THE PROBLEM — If a line in the records below holds the string "clicks", count it; give only the total.

Segmentation mask data —
----------

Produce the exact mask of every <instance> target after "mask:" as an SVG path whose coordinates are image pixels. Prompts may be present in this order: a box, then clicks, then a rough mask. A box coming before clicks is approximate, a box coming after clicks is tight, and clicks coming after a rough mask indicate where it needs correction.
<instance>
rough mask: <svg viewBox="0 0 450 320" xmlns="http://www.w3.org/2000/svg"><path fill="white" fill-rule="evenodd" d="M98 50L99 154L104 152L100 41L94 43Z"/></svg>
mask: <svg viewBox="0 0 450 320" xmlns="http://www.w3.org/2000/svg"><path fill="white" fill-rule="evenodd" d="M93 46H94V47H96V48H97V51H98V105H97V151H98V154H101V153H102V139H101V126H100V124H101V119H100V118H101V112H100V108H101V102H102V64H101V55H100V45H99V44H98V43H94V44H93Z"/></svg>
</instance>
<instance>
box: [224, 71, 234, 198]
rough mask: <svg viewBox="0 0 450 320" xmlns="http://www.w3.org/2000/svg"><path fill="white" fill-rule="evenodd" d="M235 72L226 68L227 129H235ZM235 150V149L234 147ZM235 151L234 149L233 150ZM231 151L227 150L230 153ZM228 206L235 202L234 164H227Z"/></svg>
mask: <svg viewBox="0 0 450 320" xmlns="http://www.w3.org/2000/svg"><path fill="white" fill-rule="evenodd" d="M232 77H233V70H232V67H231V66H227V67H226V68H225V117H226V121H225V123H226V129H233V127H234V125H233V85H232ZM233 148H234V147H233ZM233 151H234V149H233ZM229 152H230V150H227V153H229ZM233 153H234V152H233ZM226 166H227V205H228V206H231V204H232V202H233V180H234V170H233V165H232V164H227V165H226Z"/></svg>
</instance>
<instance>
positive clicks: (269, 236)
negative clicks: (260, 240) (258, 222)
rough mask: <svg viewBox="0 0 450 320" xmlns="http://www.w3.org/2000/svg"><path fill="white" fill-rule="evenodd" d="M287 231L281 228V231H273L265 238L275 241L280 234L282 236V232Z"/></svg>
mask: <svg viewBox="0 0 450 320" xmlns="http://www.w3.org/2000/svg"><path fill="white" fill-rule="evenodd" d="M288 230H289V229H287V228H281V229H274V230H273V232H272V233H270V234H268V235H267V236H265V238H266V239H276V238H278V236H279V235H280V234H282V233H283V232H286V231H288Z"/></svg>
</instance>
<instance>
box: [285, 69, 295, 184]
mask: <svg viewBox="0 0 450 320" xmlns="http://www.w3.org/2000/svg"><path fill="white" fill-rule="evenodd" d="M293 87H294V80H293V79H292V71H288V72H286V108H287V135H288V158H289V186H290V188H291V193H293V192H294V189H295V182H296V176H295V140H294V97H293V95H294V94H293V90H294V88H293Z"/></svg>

----------

RESPONSE BOX — 3